Entries from a point annotation set
────────

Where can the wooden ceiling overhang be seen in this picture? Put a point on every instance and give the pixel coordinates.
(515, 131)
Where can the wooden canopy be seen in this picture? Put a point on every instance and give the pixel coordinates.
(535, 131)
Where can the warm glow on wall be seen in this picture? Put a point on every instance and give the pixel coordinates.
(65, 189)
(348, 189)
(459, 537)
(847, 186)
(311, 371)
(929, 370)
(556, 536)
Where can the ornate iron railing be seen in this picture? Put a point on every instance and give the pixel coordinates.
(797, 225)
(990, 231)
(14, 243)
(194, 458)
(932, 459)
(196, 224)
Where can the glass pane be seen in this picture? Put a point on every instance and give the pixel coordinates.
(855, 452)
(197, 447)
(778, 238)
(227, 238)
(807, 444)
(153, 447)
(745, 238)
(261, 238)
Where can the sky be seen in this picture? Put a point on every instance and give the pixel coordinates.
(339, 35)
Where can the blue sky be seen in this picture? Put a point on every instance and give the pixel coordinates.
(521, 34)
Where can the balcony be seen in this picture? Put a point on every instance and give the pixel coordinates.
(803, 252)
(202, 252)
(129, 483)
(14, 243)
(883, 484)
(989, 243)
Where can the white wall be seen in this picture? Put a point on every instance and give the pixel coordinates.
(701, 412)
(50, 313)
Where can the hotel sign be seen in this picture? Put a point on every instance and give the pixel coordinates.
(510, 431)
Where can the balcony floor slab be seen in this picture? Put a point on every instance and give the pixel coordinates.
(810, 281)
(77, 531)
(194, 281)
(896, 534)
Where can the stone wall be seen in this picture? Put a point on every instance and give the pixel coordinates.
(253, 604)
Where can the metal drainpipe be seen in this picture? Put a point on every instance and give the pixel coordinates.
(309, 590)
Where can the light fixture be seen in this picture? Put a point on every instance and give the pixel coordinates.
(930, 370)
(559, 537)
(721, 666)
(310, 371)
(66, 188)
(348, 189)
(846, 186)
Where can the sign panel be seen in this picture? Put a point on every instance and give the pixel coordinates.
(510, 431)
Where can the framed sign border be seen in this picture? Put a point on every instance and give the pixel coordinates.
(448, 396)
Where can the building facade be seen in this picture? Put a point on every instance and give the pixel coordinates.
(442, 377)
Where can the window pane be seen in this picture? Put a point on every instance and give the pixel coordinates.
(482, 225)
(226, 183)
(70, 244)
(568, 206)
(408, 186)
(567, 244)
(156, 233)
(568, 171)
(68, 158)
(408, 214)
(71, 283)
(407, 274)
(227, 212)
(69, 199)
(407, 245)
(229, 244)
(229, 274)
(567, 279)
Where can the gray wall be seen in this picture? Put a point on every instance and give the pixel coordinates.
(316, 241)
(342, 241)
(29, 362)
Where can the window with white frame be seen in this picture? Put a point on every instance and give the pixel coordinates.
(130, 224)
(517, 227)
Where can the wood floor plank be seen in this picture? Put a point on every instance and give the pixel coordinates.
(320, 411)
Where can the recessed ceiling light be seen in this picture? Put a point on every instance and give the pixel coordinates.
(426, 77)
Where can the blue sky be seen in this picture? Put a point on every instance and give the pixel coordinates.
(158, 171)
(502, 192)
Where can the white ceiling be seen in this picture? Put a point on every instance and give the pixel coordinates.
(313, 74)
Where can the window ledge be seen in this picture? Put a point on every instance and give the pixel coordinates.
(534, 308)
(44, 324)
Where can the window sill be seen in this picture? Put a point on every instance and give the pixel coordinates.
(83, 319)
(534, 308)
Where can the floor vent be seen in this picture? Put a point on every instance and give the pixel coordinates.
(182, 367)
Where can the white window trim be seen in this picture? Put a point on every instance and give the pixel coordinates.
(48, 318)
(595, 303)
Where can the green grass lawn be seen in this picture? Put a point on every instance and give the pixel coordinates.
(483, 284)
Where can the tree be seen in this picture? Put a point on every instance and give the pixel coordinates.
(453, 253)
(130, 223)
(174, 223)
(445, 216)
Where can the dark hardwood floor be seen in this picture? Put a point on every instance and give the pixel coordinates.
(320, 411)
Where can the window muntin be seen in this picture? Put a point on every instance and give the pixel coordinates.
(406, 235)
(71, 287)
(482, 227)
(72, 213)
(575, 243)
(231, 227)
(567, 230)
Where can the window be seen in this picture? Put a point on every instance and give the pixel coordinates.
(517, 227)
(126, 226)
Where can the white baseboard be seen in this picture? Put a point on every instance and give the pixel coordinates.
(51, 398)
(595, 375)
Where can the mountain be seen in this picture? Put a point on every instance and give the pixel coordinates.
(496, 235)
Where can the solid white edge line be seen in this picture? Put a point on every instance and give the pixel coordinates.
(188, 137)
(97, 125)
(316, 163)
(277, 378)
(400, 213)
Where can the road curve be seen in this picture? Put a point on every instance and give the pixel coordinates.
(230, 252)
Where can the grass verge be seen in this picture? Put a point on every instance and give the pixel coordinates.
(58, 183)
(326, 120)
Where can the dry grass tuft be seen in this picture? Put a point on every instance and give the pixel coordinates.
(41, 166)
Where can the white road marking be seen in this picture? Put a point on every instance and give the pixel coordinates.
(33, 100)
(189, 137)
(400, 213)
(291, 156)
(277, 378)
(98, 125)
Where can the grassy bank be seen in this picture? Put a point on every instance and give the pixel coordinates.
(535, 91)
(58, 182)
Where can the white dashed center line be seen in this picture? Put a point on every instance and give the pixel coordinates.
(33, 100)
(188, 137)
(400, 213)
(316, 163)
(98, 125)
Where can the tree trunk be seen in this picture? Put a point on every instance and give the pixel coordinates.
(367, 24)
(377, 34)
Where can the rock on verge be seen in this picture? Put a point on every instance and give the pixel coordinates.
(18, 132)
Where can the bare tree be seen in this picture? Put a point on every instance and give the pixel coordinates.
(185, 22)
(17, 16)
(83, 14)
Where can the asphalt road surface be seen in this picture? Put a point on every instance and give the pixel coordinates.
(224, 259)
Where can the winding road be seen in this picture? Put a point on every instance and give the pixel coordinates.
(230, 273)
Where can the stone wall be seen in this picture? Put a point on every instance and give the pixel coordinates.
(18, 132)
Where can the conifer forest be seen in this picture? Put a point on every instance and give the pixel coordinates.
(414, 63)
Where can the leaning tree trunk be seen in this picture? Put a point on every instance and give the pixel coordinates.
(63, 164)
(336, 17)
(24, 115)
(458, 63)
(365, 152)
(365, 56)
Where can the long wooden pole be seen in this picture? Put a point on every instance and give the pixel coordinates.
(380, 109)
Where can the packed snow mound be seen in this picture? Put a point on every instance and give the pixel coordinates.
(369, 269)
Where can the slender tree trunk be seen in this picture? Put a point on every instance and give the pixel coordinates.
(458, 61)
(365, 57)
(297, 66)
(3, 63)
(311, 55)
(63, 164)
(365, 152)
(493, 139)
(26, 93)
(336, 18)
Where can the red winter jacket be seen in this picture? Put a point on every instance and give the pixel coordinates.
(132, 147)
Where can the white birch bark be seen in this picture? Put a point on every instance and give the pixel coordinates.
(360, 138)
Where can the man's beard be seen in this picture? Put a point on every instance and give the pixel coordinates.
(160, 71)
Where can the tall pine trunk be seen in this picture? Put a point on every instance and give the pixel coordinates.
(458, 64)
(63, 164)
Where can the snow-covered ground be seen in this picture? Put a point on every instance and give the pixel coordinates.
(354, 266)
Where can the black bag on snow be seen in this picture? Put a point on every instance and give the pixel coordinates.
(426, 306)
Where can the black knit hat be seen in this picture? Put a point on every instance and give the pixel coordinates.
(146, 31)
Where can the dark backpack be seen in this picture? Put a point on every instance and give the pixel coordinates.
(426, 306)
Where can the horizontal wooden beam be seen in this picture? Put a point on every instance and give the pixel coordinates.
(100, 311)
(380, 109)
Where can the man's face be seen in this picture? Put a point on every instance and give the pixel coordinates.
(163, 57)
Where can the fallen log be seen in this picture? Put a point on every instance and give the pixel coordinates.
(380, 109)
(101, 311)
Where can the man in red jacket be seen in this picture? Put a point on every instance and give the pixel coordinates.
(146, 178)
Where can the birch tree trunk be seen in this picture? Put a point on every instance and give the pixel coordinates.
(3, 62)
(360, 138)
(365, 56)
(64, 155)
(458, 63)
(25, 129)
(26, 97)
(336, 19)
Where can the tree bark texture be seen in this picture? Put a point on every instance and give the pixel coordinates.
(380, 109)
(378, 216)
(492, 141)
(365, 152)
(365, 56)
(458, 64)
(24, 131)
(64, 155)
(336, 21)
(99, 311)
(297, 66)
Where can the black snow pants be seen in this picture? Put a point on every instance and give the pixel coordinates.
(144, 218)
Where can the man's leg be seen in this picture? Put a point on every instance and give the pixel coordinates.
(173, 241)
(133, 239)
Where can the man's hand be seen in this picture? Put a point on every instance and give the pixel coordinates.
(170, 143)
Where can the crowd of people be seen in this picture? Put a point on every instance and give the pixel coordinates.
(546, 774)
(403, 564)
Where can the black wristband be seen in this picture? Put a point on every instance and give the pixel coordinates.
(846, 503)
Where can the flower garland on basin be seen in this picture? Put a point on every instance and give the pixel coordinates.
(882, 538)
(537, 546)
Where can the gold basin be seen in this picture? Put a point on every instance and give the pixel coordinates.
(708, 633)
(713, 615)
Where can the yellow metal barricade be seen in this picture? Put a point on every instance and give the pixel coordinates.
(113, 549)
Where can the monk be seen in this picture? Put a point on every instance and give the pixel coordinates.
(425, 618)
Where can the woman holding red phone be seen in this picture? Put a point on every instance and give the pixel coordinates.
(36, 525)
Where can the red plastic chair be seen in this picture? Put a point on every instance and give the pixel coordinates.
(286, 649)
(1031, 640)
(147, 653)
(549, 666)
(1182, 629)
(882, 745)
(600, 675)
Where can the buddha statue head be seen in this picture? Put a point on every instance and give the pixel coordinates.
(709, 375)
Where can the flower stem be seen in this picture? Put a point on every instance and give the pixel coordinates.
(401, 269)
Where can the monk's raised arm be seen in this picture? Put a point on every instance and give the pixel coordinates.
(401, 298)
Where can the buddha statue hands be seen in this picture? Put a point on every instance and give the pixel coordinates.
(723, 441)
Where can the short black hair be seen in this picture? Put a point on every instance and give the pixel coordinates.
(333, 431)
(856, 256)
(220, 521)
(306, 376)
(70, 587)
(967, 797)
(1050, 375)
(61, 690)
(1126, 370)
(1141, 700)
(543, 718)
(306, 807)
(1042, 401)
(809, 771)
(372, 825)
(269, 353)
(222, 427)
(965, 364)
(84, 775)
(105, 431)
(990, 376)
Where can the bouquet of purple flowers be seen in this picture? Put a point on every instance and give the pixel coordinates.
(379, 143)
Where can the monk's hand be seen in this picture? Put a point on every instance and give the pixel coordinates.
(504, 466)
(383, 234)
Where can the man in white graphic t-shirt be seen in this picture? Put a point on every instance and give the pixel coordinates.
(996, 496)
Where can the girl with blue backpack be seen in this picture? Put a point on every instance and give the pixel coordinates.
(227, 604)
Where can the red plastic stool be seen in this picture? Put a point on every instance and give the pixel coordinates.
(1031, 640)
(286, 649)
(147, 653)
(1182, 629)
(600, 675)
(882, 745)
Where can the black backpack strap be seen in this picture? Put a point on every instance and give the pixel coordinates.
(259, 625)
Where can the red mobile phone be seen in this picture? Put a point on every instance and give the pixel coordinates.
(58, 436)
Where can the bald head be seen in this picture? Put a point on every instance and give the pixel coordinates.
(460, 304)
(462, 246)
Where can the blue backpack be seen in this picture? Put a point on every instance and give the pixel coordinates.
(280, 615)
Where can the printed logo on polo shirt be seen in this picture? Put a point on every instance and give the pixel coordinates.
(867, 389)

────────

- [Exercise requirements]:
Write out the lines above, starting at the line that contains "Where can the man in white" and ending with the final line, and nothing else; copy them exactly.

- [Solution to this problem]:
Where can the man in white graphic t-shirt be seen in this picture? Put a point on every instance and give the pixel coordinates.
(996, 496)
Where can the girl with blue backpack be seen in this picture? Put a point on every instance and give the pixel coordinates.
(227, 604)
Where can the red plastic stool be seen in this picture? Put a point on every instance and give the pixel coordinates.
(1031, 640)
(286, 649)
(147, 653)
(1182, 629)
(600, 675)
(882, 745)
Where can the black backpack strap be seen in this picture? Put a point on every instance and give the pixel coordinates.
(259, 625)
Where can the red mobile phone be seen in this picture? Put a point on every instance and give the pixel coordinates.
(58, 436)
Where can the bald head be seen in this picture? Put a point on every instance and give the pixel coordinates.
(460, 304)
(462, 246)
Where can the blue backpack be seen in this picture? Put a point on every instance and give the pixel coordinates.
(280, 615)
Where can the printed logo on polo shirt be seen in this picture? Put a point on every instance and give the pixel coordinates.
(867, 389)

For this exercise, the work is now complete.